* BEGIN RECORDS SUPPLIED *
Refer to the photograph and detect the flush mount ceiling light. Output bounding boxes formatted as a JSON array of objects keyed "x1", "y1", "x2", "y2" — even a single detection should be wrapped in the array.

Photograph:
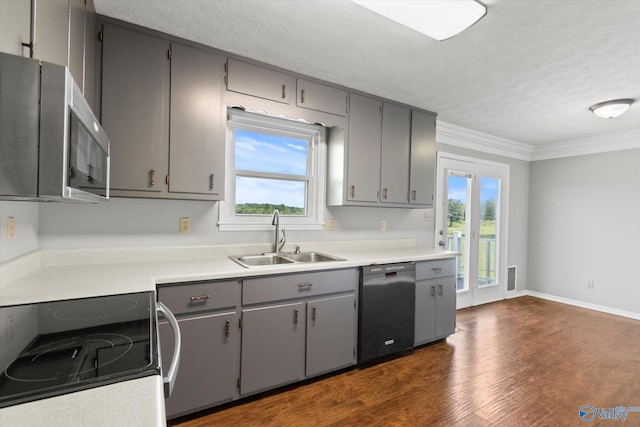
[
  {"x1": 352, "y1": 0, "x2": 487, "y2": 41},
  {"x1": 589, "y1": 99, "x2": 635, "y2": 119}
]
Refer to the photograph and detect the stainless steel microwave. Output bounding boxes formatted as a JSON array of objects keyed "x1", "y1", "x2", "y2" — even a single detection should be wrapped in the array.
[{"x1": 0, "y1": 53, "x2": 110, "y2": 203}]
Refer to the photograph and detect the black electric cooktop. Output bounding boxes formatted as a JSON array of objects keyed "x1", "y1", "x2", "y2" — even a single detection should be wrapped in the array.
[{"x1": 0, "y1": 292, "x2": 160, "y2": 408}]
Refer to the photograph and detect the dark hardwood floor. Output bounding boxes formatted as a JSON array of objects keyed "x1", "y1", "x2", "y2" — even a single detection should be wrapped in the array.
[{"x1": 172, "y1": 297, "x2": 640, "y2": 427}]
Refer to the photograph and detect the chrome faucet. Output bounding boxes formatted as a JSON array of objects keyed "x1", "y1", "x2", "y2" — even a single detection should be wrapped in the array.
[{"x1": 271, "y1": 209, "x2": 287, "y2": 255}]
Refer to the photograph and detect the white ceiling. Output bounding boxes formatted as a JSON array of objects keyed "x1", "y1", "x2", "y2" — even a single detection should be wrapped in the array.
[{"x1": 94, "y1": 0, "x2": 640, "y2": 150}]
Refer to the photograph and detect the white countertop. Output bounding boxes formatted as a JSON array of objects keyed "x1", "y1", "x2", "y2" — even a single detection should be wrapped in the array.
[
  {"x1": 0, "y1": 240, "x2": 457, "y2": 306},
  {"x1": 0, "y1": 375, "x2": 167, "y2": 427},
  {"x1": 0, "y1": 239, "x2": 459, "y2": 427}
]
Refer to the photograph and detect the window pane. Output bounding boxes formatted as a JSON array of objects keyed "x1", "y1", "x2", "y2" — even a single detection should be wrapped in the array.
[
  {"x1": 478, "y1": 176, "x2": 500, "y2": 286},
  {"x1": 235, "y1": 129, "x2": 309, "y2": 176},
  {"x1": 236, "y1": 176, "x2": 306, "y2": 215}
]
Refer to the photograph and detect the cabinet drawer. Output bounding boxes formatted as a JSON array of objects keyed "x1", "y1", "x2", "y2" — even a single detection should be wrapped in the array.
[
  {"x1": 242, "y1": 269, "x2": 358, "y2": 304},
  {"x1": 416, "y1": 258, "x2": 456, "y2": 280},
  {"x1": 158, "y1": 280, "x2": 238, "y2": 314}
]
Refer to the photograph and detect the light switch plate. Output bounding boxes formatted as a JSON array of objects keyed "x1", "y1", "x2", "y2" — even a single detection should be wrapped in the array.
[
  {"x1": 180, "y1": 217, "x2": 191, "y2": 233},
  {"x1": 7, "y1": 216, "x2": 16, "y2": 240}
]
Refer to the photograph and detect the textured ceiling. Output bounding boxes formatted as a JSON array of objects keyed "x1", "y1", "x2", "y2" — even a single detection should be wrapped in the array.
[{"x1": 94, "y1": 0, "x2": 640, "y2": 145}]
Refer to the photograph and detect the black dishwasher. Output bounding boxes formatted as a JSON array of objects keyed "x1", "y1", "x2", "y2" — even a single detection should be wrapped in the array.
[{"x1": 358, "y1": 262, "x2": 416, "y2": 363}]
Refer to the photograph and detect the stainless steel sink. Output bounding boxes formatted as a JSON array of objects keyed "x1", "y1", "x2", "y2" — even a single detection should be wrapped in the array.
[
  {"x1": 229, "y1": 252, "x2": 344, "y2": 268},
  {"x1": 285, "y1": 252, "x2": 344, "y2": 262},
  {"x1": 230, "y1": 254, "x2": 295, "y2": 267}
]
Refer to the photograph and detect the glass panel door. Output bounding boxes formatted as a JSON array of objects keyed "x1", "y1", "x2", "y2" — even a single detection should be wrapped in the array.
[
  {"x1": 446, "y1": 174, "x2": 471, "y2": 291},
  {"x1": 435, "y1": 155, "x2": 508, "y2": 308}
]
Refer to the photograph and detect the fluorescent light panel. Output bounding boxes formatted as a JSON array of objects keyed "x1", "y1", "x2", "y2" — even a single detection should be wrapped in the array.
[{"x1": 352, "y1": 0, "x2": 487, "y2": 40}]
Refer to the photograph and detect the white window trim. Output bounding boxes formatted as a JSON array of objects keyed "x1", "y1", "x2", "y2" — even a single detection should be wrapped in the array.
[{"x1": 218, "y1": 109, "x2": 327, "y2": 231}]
* END RECORDS SUPPLIED *
SHORT EXERCISE>
Copy out every line of the material above word for word, from the first line to the last, and leave the picture out of your answer.

THE OUTPUT>
Refer to the photograph and detect the flush mount ceiling light. Output bounding boxes formatted as a JSON array of objects keyed "x1", "y1", "x2", "y2" — even a single detection should be wrapped in the array.

Photograph:
[
  {"x1": 352, "y1": 0, "x2": 487, "y2": 41},
  {"x1": 589, "y1": 99, "x2": 635, "y2": 119}
]
Refer to the photograph and detect the stainless steel microwave. Output bounding boxes formatted as a JSON array of objects keyed "x1", "y1", "x2", "y2" — even a single detection should be wrapped in the array.
[{"x1": 0, "y1": 53, "x2": 110, "y2": 203}]
Refer to the photograph and detect the black electric cooktop. Output bounding boxes formatted as a JSON array of objects keyed "x1", "y1", "x2", "y2" — even a single detection should be wrapped in the array.
[{"x1": 0, "y1": 292, "x2": 160, "y2": 408}]
Refer to the photograph and detect the dark hardwood floor. Output bounding boxes formatted as a JSON array of objects keyed "x1", "y1", "x2", "y2" — even a single detection should be wrapped in the array.
[{"x1": 172, "y1": 297, "x2": 640, "y2": 427}]
Refer to the photograph and detect the chrome faucet. Output bounding boxes formatted as a JSON array of objects keyed "x1", "y1", "x2", "y2" — even a single detection should be wrapped in the array.
[{"x1": 271, "y1": 209, "x2": 287, "y2": 255}]
Refer to the photograph and detect the white ceiling. Output bounding boxes formatted as a JSON array of objects keyed "x1", "y1", "x2", "y2" — even a single detection should be wrapped in the array.
[{"x1": 94, "y1": 0, "x2": 640, "y2": 150}]
Refer to the photograph and detect the white countertop. Output bounding boxes formatted as a JSON array of objects keyed "x1", "y1", "x2", "y2" — even a single detection should be wrapped in the array.
[
  {"x1": 0, "y1": 240, "x2": 457, "y2": 306},
  {"x1": 0, "y1": 375, "x2": 167, "y2": 427},
  {"x1": 0, "y1": 239, "x2": 459, "y2": 427}
]
Refer to the photograph and detect the window pane. Output bounding boxes formatted as a JSON array of objects keyed "x1", "y1", "x2", "y2" — even a single detection should be wrapped in the array.
[
  {"x1": 478, "y1": 176, "x2": 500, "y2": 286},
  {"x1": 235, "y1": 129, "x2": 309, "y2": 176},
  {"x1": 236, "y1": 176, "x2": 306, "y2": 215}
]
Refer to the photograph and detect the cabinet drawer. Output bounding boxes formatted as a JSON array of objects keyed "x1", "y1", "x2", "y2" — even a single detection should be wrapped in the array.
[
  {"x1": 242, "y1": 269, "x2": 358, "y2": 304},
  {"x1": 416, "y1": 258, "x2": 456, "y2": 280},
  {"x1": 158, "y1": 280, "x2": 238, "y2": 314}
]
Refer to the photograph and detect the light switch plate. Output bounding boxes formatted as a JSON array of objects keyed "x1", "y1", "x2", "y2" — even a single detection should be wrapped in the array.
[
  {"x1": 180, "y1": 217, "x2": 191, "y2": 233},
  {"x1": 7, "y1": 216, "x2": 16, "y2": 240}
]
Refer to the photograph and detect the textured ceiling. Output bounding boxes formatted as a JSON array of objects keyed "x1", "y1", "x2", "y2" — even a single detection should be wrapped in the array.
[{"x1": 94, "y1": 0, "x2": 640, "y2": 145}]
Refer to the photograph and detect the black dishwasher. Output bounding boxes formatted as a JSON array of objects keyed "x1", "y1", "x2", "y2" — even a single detection should be wrapped in the array.
[{"x1": 358, "y1": 262, "x2": 416, "y2": 363}]
Refer to the photograph and detect the stainless steel sink. Output bounding boxes formatted as a JSON array of objects keyed "x1", "y1", "x2", "y2" — even a single detection should be wrapped in the array.
[
  {"x1": 229, "y1": 252, "x2": 344, "y2": 268},
  {"x1": 285, "y1": 252, "x2": 344, "y2": 262},
  {"x1": 230, "y1": 254, "x2": 295, "y2": 267}
]
Refer to the photograph and detect the glass panel door. Output bounding boxes formatted as a JSON array of objects keyed "x1", "y1", "x2", "y2" — even a single detection should be wrapped in the array.
[
  {"x1": 446, "y1": 174, "x2": 471, "y2": 291},
  {"x1": 435, "y1": 155, "x2": 508, "y2": 308}
]
Refer to the photograph and detect the fluorescent light panel. Output bounding boxes formatted as a JSON array of objects keyed "x1", "y1", "x2", "y2" — even a single detection should be wrapped in the array.
[{"x1": 352, "y1": 0, "x2": 487, "y2": 40}]
Refer to the photograph and detect the white window trim. Output bounding boxes formatted as a JSON array of objects keyed "x1", "y1", "x2", "y2" — even a single detection should be wrapped in the array.
[{"x1": 218, "y1": 109, "x2": 327, "y2": 231}]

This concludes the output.